§ Actions to take
(a) In the passage on Jesus' statement about the doctor, who is quoted describing a new definition of sin?
(b) Extend the passage on Jesus as the doctor with a further paragraph that begins right after its final sentence.

=== Document excerpt ===

But two other things come out of Jesus’ statement. The first is that there are people who feel the pain of their mistakes, like an ache. That happens in lots of contexts, including the dentist and the church, but also the school, the workplace, and even the clothing store. World Vision Australia’s Tim Costello once wrote, “there has been a new definition of sin… sin is now to do with not having the right body shape or not wearing the right clothes…. Without them we are flawed, failing and incomplete as persons.” Many of these conceptions of guilt are of course misplaced, but even when they are correct, expressing them is not the issue – the issue is that so often any hope of resolution for them is sorely lacking.
But the other great thing about Jesus’ statement is that He is the doctor. A good doctor is never like that judgmental dental assistant (even though, okay, I deserved it!). When we go to the doctor with an ailment, and they tell us why we feel so bad, it actually liberates us. Naming the cause seems to take away some of its power. But Jesus does even more. He brings hope by offering a cure – namely, Himself.

=== Record list ===

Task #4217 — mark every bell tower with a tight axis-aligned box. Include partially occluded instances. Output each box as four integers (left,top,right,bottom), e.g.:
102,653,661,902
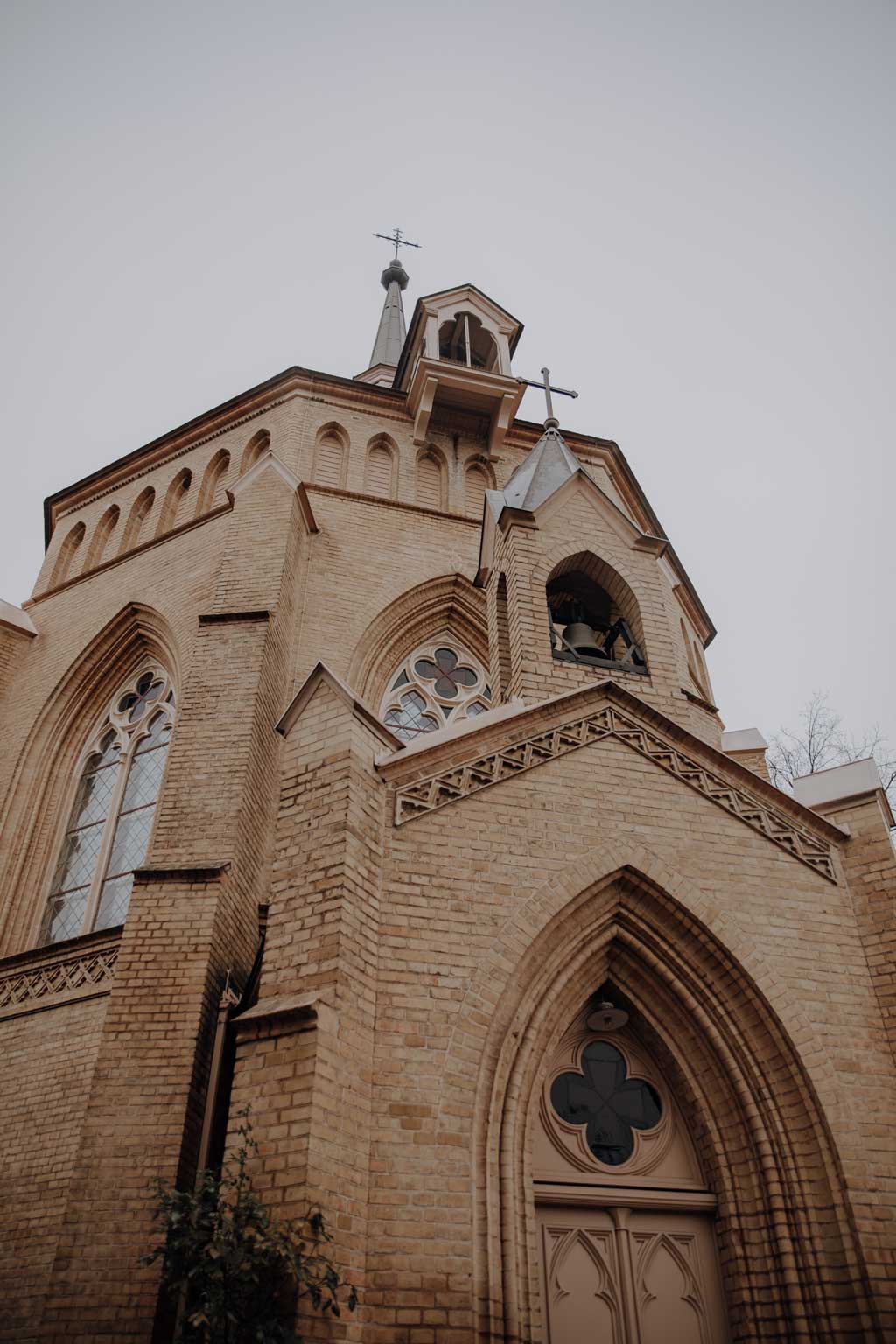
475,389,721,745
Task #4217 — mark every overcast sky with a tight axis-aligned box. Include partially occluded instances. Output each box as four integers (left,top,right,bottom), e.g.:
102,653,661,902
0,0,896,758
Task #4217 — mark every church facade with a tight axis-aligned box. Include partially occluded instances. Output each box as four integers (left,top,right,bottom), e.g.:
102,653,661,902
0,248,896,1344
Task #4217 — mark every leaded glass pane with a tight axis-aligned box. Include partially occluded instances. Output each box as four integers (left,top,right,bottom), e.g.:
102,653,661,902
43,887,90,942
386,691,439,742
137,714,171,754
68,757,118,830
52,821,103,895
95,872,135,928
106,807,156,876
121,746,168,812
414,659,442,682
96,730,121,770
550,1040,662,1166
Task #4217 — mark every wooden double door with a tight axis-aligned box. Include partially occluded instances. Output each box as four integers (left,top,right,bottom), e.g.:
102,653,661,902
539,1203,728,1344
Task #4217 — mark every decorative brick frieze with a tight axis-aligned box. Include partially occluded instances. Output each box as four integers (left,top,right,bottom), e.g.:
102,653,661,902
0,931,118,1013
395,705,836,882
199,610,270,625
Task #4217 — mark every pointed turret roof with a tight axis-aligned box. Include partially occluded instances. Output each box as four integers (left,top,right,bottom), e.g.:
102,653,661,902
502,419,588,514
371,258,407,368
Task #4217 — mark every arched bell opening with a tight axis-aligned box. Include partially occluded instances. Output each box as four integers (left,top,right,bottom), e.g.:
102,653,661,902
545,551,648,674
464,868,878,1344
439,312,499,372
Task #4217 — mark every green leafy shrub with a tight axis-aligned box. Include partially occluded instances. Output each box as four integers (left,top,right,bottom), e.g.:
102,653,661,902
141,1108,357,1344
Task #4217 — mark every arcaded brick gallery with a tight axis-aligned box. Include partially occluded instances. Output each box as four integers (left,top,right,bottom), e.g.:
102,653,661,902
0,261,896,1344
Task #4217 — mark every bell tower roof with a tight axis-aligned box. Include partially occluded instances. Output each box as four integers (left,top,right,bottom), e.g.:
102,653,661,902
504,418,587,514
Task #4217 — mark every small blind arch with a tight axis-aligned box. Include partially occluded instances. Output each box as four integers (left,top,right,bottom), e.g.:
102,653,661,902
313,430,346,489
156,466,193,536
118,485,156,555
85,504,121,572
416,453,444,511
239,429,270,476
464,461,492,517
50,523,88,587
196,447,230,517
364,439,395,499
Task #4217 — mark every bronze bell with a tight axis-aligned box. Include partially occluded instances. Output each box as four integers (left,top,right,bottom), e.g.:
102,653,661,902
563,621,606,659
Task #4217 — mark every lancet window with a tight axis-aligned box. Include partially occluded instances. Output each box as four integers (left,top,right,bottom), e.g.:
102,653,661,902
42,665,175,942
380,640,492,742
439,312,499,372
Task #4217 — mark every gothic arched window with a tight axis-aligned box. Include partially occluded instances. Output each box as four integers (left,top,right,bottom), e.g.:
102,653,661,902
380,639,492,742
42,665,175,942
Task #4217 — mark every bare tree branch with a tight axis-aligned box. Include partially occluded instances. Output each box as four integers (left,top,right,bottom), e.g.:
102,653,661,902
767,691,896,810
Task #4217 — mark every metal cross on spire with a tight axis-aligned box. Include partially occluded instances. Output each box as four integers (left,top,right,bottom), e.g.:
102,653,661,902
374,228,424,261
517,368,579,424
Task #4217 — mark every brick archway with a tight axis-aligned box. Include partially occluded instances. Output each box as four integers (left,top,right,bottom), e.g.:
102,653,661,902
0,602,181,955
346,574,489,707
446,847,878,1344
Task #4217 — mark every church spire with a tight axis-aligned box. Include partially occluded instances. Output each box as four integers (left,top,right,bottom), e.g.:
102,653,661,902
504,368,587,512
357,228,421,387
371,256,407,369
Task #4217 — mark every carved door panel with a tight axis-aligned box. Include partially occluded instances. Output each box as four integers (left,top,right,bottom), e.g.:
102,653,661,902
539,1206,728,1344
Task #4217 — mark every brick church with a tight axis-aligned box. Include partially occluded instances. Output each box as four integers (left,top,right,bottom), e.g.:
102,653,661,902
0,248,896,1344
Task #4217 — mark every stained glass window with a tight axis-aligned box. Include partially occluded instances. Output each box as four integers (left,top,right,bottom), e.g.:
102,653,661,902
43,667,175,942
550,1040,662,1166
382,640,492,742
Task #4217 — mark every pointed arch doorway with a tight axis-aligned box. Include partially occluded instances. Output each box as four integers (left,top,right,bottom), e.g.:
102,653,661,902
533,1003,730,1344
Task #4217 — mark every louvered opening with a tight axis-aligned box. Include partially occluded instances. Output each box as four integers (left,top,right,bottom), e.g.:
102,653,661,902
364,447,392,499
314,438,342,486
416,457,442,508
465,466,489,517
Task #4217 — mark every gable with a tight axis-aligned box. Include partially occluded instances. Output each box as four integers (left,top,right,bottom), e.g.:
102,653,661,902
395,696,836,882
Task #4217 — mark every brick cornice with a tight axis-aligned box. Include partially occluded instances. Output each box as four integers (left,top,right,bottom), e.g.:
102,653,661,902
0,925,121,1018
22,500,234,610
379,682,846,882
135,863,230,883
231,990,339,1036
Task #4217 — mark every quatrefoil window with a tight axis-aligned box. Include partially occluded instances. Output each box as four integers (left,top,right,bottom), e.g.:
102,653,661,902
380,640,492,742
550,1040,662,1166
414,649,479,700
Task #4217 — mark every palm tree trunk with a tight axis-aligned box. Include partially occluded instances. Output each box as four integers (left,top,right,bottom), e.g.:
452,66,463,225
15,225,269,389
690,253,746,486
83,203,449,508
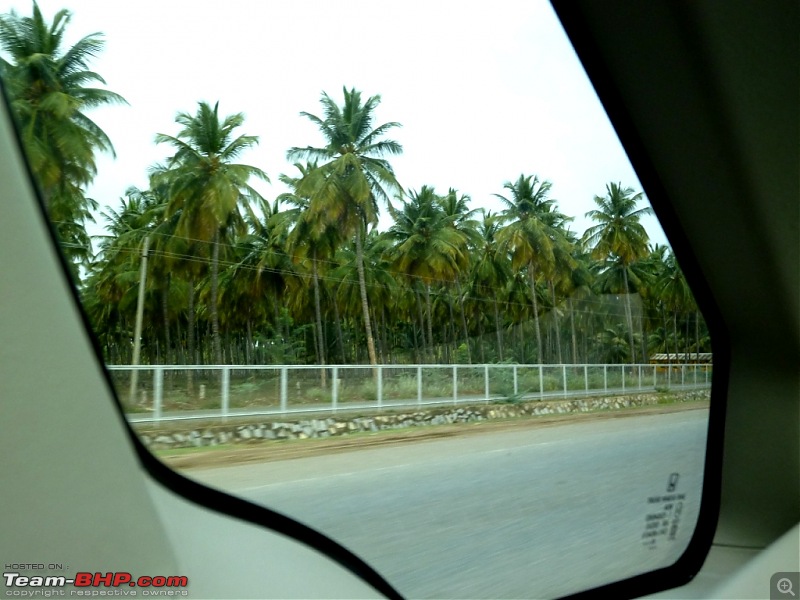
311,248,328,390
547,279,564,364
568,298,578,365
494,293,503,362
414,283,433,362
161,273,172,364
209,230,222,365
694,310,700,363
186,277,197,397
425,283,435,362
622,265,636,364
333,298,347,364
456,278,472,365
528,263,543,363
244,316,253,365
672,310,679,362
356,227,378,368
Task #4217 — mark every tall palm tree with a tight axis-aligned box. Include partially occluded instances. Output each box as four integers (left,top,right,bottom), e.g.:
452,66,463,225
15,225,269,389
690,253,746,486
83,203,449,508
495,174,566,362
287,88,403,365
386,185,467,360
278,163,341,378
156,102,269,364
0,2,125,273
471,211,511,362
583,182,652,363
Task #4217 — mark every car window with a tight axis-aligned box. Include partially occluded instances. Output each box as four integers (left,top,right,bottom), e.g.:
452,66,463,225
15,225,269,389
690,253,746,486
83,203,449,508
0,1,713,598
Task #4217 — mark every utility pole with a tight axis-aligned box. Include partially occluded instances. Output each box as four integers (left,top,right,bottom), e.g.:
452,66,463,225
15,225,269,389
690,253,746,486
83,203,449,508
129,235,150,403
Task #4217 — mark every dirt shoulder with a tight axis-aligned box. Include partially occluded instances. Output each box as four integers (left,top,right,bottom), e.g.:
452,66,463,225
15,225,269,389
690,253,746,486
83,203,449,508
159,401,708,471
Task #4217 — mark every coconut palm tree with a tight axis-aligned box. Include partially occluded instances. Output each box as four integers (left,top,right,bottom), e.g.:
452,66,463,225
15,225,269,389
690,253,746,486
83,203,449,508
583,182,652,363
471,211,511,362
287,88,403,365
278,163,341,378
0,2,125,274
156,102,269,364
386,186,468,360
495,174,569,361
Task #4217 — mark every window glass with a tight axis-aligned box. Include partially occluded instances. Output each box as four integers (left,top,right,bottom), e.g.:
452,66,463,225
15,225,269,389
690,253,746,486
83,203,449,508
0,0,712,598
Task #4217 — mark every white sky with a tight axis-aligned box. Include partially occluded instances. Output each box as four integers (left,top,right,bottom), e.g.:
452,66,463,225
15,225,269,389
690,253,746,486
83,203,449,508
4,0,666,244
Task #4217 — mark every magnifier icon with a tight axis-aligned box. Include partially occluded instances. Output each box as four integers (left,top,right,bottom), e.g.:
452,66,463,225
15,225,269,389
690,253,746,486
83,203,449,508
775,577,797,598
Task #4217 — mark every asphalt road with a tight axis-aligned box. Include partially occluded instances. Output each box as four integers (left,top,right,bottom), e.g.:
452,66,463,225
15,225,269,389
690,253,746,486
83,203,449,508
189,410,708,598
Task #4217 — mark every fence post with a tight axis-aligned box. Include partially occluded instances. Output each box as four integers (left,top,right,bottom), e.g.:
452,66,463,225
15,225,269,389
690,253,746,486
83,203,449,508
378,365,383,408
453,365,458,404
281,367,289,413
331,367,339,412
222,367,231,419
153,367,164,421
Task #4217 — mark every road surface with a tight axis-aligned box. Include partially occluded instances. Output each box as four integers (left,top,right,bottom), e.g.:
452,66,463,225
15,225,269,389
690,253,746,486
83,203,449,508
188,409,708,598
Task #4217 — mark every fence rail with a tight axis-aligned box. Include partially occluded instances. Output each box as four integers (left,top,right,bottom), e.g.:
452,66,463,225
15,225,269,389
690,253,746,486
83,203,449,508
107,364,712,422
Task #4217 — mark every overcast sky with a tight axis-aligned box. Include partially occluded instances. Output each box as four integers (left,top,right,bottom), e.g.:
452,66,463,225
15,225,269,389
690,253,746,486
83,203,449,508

===

§ Task answers
(a) World Vision Australia's Tim Costello.

(b)
The last point to make is this. Christ called the people within the church community to be His Body, to corporately incarnate Him into the world now. That means we must stop being dental assistants, throwing away all pretensions of having it “all together” – we are sinners in need of grace like everybody else. Instead, we must be like the Good Doctor Himself. Great churches help those plagued by mistakes and inadequacies, to find hope, forgiveness, reconciliation, through offering them understanding, compassion, and Christ Himself. That might not have been your experience so far, but believe me, the best churches I know do just that. They’re out there, which is a relief, because they are where true healing can often begin.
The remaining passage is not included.